Problem statement:
Omitting the pictures, output all of the records precisely as written.
Study material section start
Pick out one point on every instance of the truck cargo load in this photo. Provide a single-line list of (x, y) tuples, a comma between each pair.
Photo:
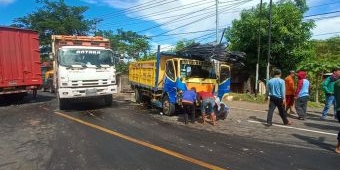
[(19, 61), (161, 81)]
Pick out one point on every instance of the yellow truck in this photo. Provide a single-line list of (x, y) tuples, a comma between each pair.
[(162, 80)]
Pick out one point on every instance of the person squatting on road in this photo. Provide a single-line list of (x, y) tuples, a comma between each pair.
[(289, 82), (302, 95), (337, 98), (221, 109), (328, 88), (188, 102), (208, 102), (276, 93)]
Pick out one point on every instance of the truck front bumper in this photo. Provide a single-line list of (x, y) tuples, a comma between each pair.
[(86, 92)]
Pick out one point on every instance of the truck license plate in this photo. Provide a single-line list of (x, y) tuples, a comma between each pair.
[(91, 92)]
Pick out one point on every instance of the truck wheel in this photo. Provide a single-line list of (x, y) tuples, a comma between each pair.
[(168, 108), (108, 100), (62, 104), (137, 96)]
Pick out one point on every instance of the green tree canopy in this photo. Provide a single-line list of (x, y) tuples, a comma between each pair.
[(182, 44), (55, 17), (290, 35)]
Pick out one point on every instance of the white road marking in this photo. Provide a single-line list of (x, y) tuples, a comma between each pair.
[(301, 129)]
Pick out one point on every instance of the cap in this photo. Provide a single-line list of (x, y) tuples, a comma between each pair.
[(277, 72), (335, 69)]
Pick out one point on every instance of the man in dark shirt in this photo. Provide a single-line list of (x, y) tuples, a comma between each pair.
[(208, 102), (189, 98)]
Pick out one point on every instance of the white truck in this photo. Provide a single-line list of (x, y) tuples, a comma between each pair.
[(84, 68)]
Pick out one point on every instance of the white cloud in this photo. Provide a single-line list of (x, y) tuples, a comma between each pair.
[(171, 22), (325, 28), (90, 1), (6, 2)]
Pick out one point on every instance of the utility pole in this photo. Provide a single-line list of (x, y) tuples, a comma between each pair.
[(258, 51), (217, 21), (269, 39)]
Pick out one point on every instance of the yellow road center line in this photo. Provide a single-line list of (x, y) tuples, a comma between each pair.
[(158, 148)]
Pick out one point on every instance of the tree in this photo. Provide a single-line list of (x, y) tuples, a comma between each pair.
[(326, 53), (290, 35), (55, 17), (182, 44)]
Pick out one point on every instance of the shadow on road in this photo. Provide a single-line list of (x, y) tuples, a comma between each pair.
[(88, 105), (8, 100), (318, 142), (320, 126)]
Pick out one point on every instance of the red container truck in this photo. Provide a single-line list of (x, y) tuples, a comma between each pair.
[(19, 61)]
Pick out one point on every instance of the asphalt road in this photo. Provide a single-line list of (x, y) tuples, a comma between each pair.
[(36, 135)]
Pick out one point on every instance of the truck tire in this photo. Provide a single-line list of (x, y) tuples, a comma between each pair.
[(168, 108), (108, 100), (62, 104), (137, 96)]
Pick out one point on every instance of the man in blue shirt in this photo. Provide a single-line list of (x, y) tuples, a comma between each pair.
[(276, 93)]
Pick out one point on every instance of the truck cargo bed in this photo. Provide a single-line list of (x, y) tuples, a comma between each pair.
[(19, 59)]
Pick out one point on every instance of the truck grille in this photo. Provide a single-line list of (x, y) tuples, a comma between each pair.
[(90, 82)]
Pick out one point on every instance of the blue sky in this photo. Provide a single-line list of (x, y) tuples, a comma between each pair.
[(168, 21)]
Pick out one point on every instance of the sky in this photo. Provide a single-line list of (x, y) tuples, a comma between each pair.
[(168, 21)]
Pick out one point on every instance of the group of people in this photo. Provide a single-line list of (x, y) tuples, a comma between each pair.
[(210, 105), (283, 94)]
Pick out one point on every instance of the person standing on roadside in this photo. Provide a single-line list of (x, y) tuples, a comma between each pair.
[(208, 102), (336, 80), (328, 88), (289, 82), (276, 93), (188, 101), (302, 95)]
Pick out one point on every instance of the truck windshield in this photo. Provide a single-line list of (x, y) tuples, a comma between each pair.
[(197, 69), (84, 57)]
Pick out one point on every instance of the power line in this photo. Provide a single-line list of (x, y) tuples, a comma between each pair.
[(203, 18), (329, 33), (166, 11), (139, 8), (326, 13)]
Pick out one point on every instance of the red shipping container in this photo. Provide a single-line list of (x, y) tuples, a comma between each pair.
[(19, 60)]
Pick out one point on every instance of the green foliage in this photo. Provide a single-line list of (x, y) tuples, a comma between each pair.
[(325, 56), (55, 17), (290, 35), (127, 42), (182, 44)]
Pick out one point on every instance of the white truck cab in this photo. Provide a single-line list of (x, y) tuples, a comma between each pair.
[(83, 69)]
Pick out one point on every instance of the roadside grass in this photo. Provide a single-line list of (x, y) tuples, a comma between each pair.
[(261, 99)]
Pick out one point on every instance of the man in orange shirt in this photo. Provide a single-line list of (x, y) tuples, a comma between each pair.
[(289, 81)]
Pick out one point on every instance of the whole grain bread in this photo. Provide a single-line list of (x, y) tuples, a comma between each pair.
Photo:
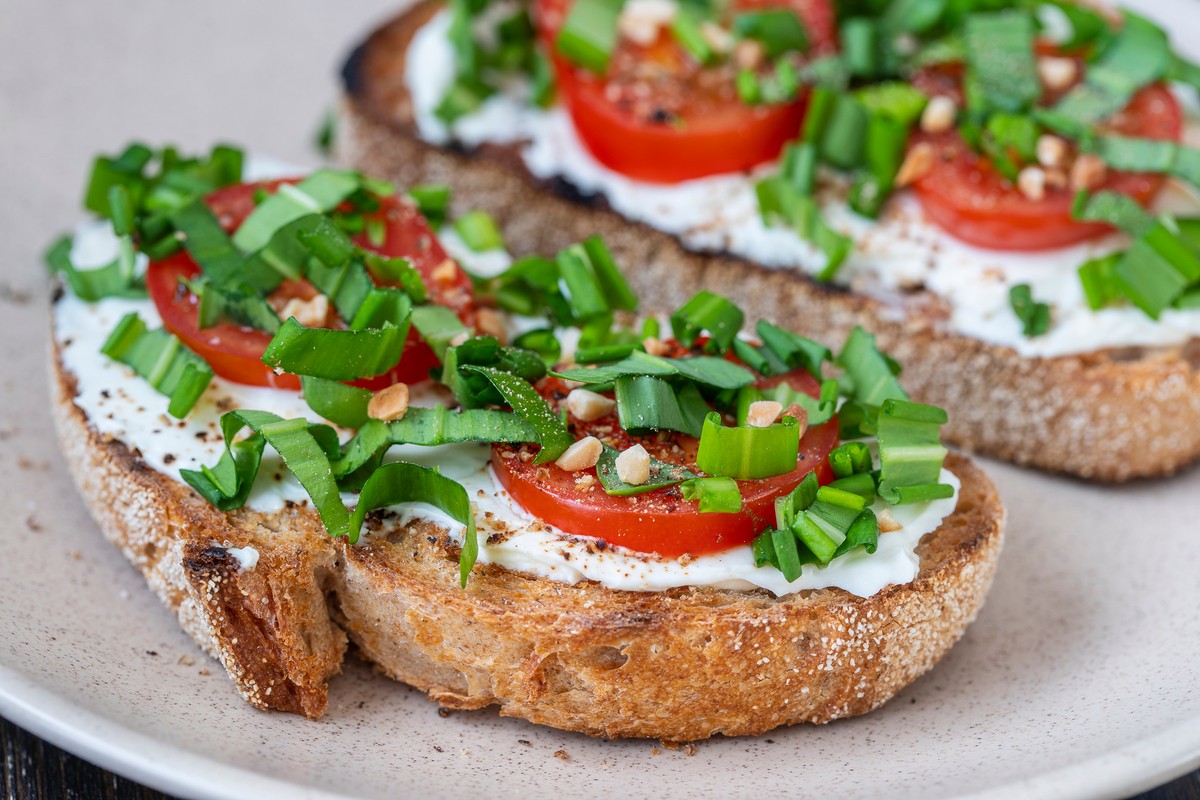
[(1109, 415), (678, 666)]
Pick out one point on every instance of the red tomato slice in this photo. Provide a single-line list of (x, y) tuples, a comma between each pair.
[(657, 522), (235, 352), (969, 199), (709, 131)]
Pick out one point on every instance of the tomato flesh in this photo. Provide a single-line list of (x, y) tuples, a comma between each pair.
[(235, 352), (707, 131), (969, 199), (661, 521)]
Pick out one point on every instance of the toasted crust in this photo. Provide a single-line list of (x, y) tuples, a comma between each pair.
[(580, 657), (1110, 415)]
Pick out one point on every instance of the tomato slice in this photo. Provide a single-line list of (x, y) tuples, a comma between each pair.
[(708, 130), (969, 199), (661, 521), (235, 352)]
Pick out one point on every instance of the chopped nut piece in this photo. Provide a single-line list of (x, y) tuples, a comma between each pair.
[(1051, 150), (641, 19), (1031, 182), (588, 405), (763, 414), (582, 455), (749, 54), (634, 465), (887, 522), (916, 164), (939, 114), (655, 347), (1057, 73), (801, 414), (445, 272), (310, 313), (490, 323), (1089, 172), (390, 403)]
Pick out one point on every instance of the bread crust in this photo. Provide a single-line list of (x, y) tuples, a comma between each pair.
[(1110, 415), (579, 657)]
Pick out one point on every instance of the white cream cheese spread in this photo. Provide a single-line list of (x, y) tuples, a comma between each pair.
[(123, 405), (898, 252)]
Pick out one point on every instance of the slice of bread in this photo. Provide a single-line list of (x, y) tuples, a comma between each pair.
[(1109, 415), (678, 666)]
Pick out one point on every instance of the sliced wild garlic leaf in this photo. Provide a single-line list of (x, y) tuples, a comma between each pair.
[(335, 355), (339, 403), (402, 482), (661, 475), (531, 407), (162, 360), (432, 427), (305, 449), (646, 404), (109, 281), (713, 494)]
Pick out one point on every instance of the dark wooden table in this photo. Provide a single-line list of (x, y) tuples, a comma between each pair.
[(37, 770)]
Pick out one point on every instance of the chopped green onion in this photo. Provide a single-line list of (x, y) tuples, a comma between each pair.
[(707, 312), (479, 232), (589, 34), (1035, 316), (1097, 277), (108, 281), (748, 452), (911, 452), (685, 29), (162, 360), (714, 494), (661, 475)]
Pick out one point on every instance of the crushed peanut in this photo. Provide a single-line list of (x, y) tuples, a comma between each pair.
[(1056, 72), (634, 465), (1089, 172), (763, 414), (582, 455), (1031, 181), (917, 163), (389, 404), (1051, 150), (939, 114), (887, 522), (310, 313)]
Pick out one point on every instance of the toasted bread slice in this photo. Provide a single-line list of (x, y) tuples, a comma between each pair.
[(1109, 415), (678, 666)]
Study material section end
Exercise solution:
Pick out one point on every instance of the truck cargo load in this photo. Provide a single-line list of (x, y) tuples, a comma between each pair.
Photo:
[(19, 61), (161, 81)]
Pick out one point on every instance of the yellow truck in this photo. Provide a single-line list of (x, y) tuples, a comma between each pair.
[(162, 80)]
Pick out one point on every instance of the person squatting on road in this photo. Provide a single-line list of (x, y) tuples, a comma between each pair.
[(289, 82), (302, 95), (337, 98), (221, 109), (328, 88), (188, 102), (208, 102), (276, 93)]
Pick out one point on every instance of the truck front bumper in this photo. Provide a single-line list of (x, y) tuples, a comma between each pair.
[(86, 92)]
Pick out one point on every instance of the truck license plate in this photo. Provide a single-line list of (x, y) tuples, a comma between each pair.
[(91, 92)]
Pick out one point on every instance of the truck wheel in this photo. Provide a single-line list of (x, y) tuples, a comma between each pair.
[(168, 108), (108, 100), (62, 104), (137, 96)]
Pick out one point on every instance of the green tree canopy in this photo. Provide a single-line list of (x, y) tuples, a comma between each pair.
[(182, 44), (55, 17), (290, 35)]
Pick out one point on every instance of the white road marking in this photo. Provide a single-line list of (x, y) tuples, a comma between each pair.
[(301, 129)]
Pick out one point on every instance of the cap in this photo. Provide a single-line list of (x, y) tuples, a comma between each pair.
[(277, 72), (335, 69)]
Pick out one point on every instance of the man in dark shirt in this photo. Provide a single-line list of (x, y) tuples, a comma between each pair.
[(208, 102), (189, 98)]
Pick out one point on every instance of the white truck in this photo. Provide a single-line list of (x, y) tuples, a comma between each pair.
[(84, 68)]
Pick out one point on every instance of the white cloud in this photo. Provide a single-line list of (x, y) tuples, a comma between each pair.
[(171, 22), (325, 28), (90, 1), (6, 2)]
Pick out one point on every instance of the utility pole in this photo. Provide a single-line list of (x, y) tuples, a comma between each pair.
[(258, 51), (217, 21), (269, 39)]
Pick out one point on every instance of the yellow road center line in this photo. Provide a single-line list of (x, y) tuples, a comma between each pair.
[(158, 148)]
Pick out one point on every instance of the tree in this photo. Provide a single-line list of (x, y) tuples, a comma between each pair.
[(326, 53), (290, 35), (55, 17), (182, 44)]
Pick out one point on every instance of the shadow on road in this photo. Provide a single-line list of (x, y) tuples, a comma between each pair.
[(88, 105), (8, 100), (318, 142), (320, 126)]
Pick out one point on every instance of the red container truck in this photo. Provide a single-line list of (x, y) tuples, a comma between each pair.
[(19, 61)]
Pick out one point on every instance of the asphalt road in this photo. Provide a single-line list of (x, y) tuples, a comma between each pair.
[(36, 135)]
Pick out one point on every instance of the truck tire in this photo. Provide a single-line list of (x, y) tuples, a comma between each pair.
[(168, 108), (108, 100), (62, 104), (137, 96)]
Pick out one point on every instance of the man in blue shirt in this photo. Provide a single-line list of (x, y) tuples, a comma between each pair.
[(276, 93)]
Pick out one point on every instance of the truck cargo bed in this photo. Provide a single-line list of (x, y) tuples, a comma between each pair.
[(19, 59)]
Pick out one point on every instance of the truck grille in this photo. Provide a single-line list of (x, y) tuples, a comma between each pair.
[(90, 82)]
Pick out one point on every instance of the blue sky in this photo. Provide a single-line list of (x, y) tuples, a comma between each pair.
[(168, 21)]
Pick out one point on every instance of the sky in this photo. Provide a single-line list of (x, y) tuples, a comma between each pair.
[(168, 21)]
Pick out one point on every instance of the group of people in this photo. Provide a single-line list of (x, y) tuples, a comma between each pair.
[(210, 105), (283, 94)]
Pick out one point on every instance of the person standing on roadside in this photo. Provide a single-line list of (x, y) tuples, a comma between each pair.
[(208, 102), (336, 80), (328, 88), (289, 82), (276, 93), (188, 101), (302, 95)]
Pick out one point on every instance of the truck windshield in this photo. Provide a single-line list of (x, y) tuples, a comma between each pair.
[(197, 69), (84, 57)]
Pick out one point on every instance of the power line in this photo. Provide a single-line list of (x, y) tuples, a comma between each pair.
[(203, 18), (329, 33), (166, 11), (139, 8), (326, 13)]
Pick out one point on every instance of the red shipping container in this photo. Provide a single-line list of (x, y) tuples, a comma between each pair.
[(19, 60)]
Pick out one point on every instance of the green foliage in this photo. Provide a single-line list of (x, y) tuples, a comma between each pair.
[(325, 56), (55, 17), (290, 35), (127, 42), (182, 44)]
Pick out one point on every instance of the white truck cab in this photo. Provide a single-line list of (x, y) tuples, a comma between each pair.
[(83, 69)]
Pick out one point on every instance of the roadside grass in this photo. Provide a single-line list of (x, y) tuples, a comma between each pair.
[(261, 99)]
Pick out one point on every instance of the man in orange shirt in this photo. Provide a single-line list of (x, y) tuples, a comma between each pair.
[(289, 81)]
Pick out one point on every instance of the whole grain bread in this photo. Provide a single-line list of (x, y) tuples, a comma between each pair.
Photo:
[(1109, 415), (678, 666)]
Pick out one point on every instance of the red tomato slice in this photo. Provide a single-line list of (x, y) tuples, a comma between each pair.
[(657, 522), (235, 352), (969, 199), (709, 131)]
Pick out one point on every instance of the tomato flesh in this photo. Provide a single-line list of (x, y) tuples, a comma between each pair.
[(235, 352), (707, 131), (969, 199), (661, 521)]
Pick out one point on every instance of the toasted crust in this photo. Provide a single-line list of (x, y) tuples, a comma between each pair.
[(580, 657), (1110, 415)]
Pick out one point on every instance of the tomato slice in this photo. Provide a single-line list of (x, y) tuples, a comma between each pair.
[(708, 130), (969, 199), (661, 521), (235, 352)]
Pick out one point on every instance of the chopped nut piece in this photo. Provide a single-line list of (x, y) tuples, a comma between each pair.
[(1051, 150), (641, 19), (1031, 182), (588, 405), (763, 414), (582, 455), (749, 54), (634, 465), (887, 522), (916, 164), (939, 114), (655, 347), (1057, 73), (801, 414), (445, 272), (310, 313), (490, 323), (1089, 172), (390, 403)]
Pick out one point on every instance of the bread crust in this photo. Provide a single-line list of (x, y) tuples, a comma between each pair.
[(1110, 415), (579, 657)]
Pick out one point on every instance of the white cream cheese spread in this photo. Provide a single-line list of (x, y) tuples, a comma between each pair.
[(123, 405), (898, 252)]
Pick out one point on every instance of the slice of bread in this photo. Provide a single-line list of (x, y) tuples, a comma between each pair.
[(1109, 415), (678, 666)]
Pick out one point on every instance of the sliced wild garlic leaf in this photo. Provide a single-line list of (x, y) tuples, a comma between each pair.
[(335, 355), (339, 403), (402, 482), (661, 475), (531, 407), (162, 360), (432, 427), (305, 449), (646, 404), (109, 281), (713, 494)]
Pick out one point on every instance of the dark wooden table in this photo. Provide a single-line list of (x, y) tuples, a comma between each pair.
[(37, 770)]
Pick out one point on every instance of the chopped green onion in this photo. Provide a single-line list of (x, y) tuples, a comma between each pair.
[(707, 312), (479, 232), (589, 34), (1035, 316), (1097, 277), (108, 281), (748, 452), (911, 452), (685, 29), (162, 360), (714, 494), (661, 475)]
Pick out one point on every instance of the crushed peanut in this photo. Provide a single-line list of (x, y) tuples, a comma between each pair.
[(1056, 72), (634, 465), (1089, 172), (763, 414), (582, 455), (1031, 181), (917, 163), (389, 404), (1051, 150), (939, 114), (887, 522), (310, 313)]
Pick out one point on every instance of the toasted bread slice in this photo. Provide a single-line list of (x, y) tuples, a comma between each pair.
[(1109, 415), (678, 666)]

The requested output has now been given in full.